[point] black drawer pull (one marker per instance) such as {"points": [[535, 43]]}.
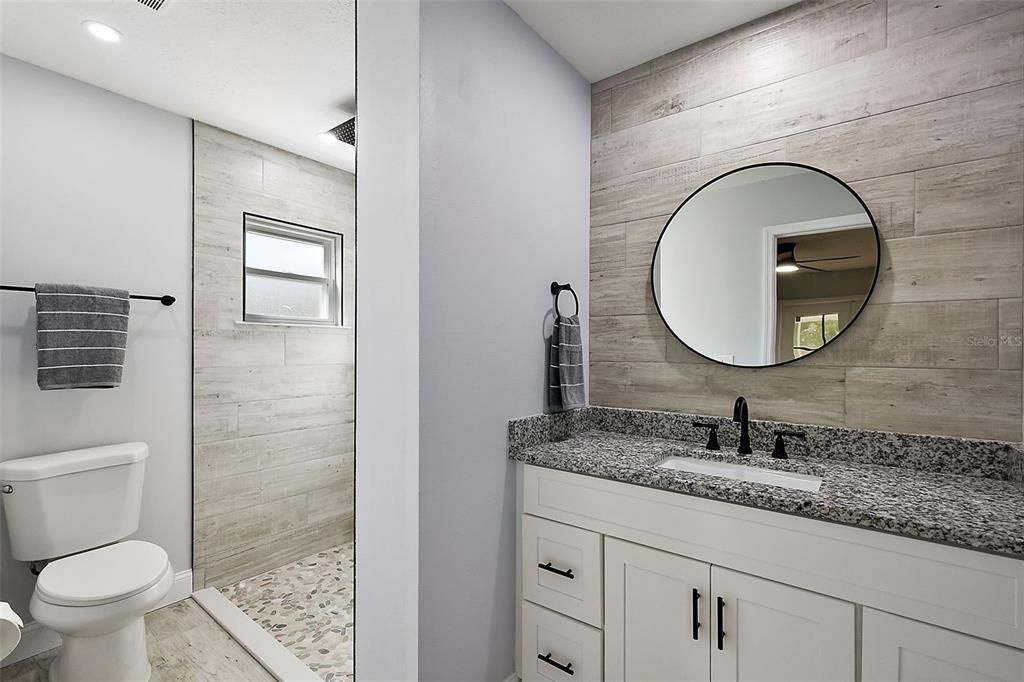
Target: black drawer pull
{"points": [[567, 668], [721, 626], [696, 613], [564, 573]]}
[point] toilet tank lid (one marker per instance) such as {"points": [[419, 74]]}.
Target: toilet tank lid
{"points": [[72, 461]]}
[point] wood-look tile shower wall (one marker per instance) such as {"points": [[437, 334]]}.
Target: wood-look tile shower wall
{"points": [[920, 105], [272, 405]]}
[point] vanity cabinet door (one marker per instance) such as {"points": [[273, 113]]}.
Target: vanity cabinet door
{"points": [[897, 649], [763, 631], [656, 615]]}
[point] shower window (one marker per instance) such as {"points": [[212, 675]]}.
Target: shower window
{"points": [[292, 273]]}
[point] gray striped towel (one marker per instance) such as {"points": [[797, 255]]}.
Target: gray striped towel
{"points": [[81, 334], [565, 372]]}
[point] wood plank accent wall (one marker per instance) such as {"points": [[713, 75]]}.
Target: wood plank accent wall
{"points": [[273, 405], [920, 105]]}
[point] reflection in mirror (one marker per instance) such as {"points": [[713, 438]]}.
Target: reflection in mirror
{"points": [[765, 264]]}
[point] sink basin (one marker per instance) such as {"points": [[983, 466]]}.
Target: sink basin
{"points": [[794, 481]]}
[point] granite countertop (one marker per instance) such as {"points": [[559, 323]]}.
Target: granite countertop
{"points": [[975, 512]]}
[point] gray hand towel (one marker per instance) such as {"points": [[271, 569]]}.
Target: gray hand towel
{"points": [[81, 333], [566, 390]]}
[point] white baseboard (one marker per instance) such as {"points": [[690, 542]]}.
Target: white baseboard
{"points": [[180, 589], [270, 653], [36, 638]]}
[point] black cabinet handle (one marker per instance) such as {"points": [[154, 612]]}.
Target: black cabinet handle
{"points": [[564, 573], [567, 668], [721, 626], [696, 613]]}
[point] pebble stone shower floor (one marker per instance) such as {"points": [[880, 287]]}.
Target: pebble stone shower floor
{"points": [[307, 606]]}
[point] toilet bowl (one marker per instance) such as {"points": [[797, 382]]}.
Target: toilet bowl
{"points": [[96, 601]]}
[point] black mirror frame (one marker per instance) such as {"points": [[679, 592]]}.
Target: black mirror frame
{"points": [[875, 280]]}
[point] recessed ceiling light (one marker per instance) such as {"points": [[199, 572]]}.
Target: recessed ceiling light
{"points": [[102, 32]]}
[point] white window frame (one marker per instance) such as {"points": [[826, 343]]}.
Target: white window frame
{"points": [[333, 245]]}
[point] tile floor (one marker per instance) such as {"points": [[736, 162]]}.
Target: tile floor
{"points": [[185, 645], [307, 606]]}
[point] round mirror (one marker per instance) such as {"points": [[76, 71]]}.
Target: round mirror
{"points": [[765, 264]]}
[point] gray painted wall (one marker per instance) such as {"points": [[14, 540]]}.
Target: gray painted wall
{"points": [[82, 205], [387, 340], [505, 148]]}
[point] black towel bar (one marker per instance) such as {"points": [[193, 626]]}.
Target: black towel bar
{"points": [[557, 289], [166, 300]]}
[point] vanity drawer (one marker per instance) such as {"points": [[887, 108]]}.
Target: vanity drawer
{"points": [[561, 568], [557, 648]]}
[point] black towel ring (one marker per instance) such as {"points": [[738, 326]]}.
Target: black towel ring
{"points": [[556, 289]]}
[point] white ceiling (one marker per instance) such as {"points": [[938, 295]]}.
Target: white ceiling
{"points": [[276, 71], [602, 38]]}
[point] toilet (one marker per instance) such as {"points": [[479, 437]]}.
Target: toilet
{"points": [[75, 509]]}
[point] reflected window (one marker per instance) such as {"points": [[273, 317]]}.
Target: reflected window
{"points": [[293, 273], [812, 332]]}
::::::::
Task to carry out »
Go to the line in the material above that contains "Target: pebble stone shower floor" and copy exactly from there through the line that contains "[point] white window", stopping after it.

Exercise result »
Target: pebble stone shower floor
{"points": [[307, 606]]}
[point] toilet bowl (one marker per instance) such as {"points": [[797, 382]]}.
Target: toilet bowl
{"points": [[96, 601]]}
[point] black mirror frame (one marker per instance) such as {"points": [[679, 592]]}.
Target: black mirror frame
{"points": [[875, 280]]}
[point] recessed ceiling light (one marker per instance) such as {"points": [[199, 572]]}.
Target: recessed ceiling light
{"points": [[102, 32]]}
[point] white window frame (one marker per instance) such as {"points": [[826, 343]]}.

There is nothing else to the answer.